[Box-labeled dataset extracts]

++++++++

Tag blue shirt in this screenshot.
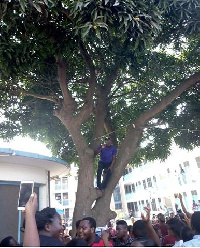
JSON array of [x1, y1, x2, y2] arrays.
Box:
[[98, 145, 117, 163], [182, 235, 200, 247]]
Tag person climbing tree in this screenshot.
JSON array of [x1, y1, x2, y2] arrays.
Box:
[[94, 138, 117, 190]]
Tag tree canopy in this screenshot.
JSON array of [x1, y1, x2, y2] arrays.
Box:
[[0, 0, 200, 225]]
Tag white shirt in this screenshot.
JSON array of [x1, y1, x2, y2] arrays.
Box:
[[182, 235, 200, 247], [173, 239, 183, 247]]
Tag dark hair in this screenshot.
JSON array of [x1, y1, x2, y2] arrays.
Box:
[[82, 217, 97, 229], [191, 211, 200, 234], [127, 225, 133, 233], [76, 220, 81, 229], [66, 238, 88, 247], [116, 220, 128, 228], [181, 226, 194, 242], [35, 207, 58, 231], [132, 220, 147, 238], [166, 218, 185, 238], [0, 236, 14, 247]]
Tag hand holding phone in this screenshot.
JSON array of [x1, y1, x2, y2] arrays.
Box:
[[18, 181, 34, 210]]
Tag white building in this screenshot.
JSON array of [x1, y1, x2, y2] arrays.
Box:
[[0, 148, 69, 242], [50, 165, 78, 227], [115, 147, 200, 217], [51, 147, 200, 224]]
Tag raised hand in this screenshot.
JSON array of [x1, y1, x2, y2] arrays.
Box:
[[141, 207, 151, 222]]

++++++++

== CHALLENGE ==
Copy out every line of the records above, word for word, leaving out the picture.

== WRITTEN ANSWER ==
Tag blue shirt in this screenshot.
JSON array of [x1, y1, x2, y2] arrays.
Box:
[[98, 145, 117, 163], [182, 235, 200, 247]]
Tag person climbing tree in this screenshot.
JSON array of [x1, y1, x2, y2] arrays.
Box:
[[94, 138, 117, 190]]
Tag tree canopy in this screenshot.
JSON array of [x1, y1, x2, y2] arrays.
Box:
[[0, 0, 200, 225]]
Tag white shirt in this screenshot.
JSON array of [x1, y1, x2, y2] arrays.
Box:
[[182, 235, 200, 247], [173, 239, 183, 247]]
Tag dark hair in this screenshot.
JSON array of [x1, y1, x2, y2] arrays.
Box:
[[82, 217, 97, 229], [191, 211, 200, 234], [127, 225, 133, 233], [76, 220, 81, 229], [66, 238, 88, 247], [116, 220, 128, 228], [181, 226, 194, 242], [35, 207, 58, 231], [132, 220, 147, 238], [166, 218, 185, 238], [0, 236, 14, 247]]
Tag hand holding phone in this screenshot.
JSON array of [x1, y1, x2, y2] arrays.
Box:
[[18, 181, 34, 210]]
Tag white building in this screenshot.
JSON array of [x1, y1, x2, y2] arrays.
Box:
[[0, 148, 69, 242], [50, 165, 78, 227], [115, 147, 200, 217], [51, 147, 200, 224]]
Tag raised hand in this screenshot.
JSON array of [x1, y1, x2, y2] arrays.
Box:
[[141, 207, 151, 222]]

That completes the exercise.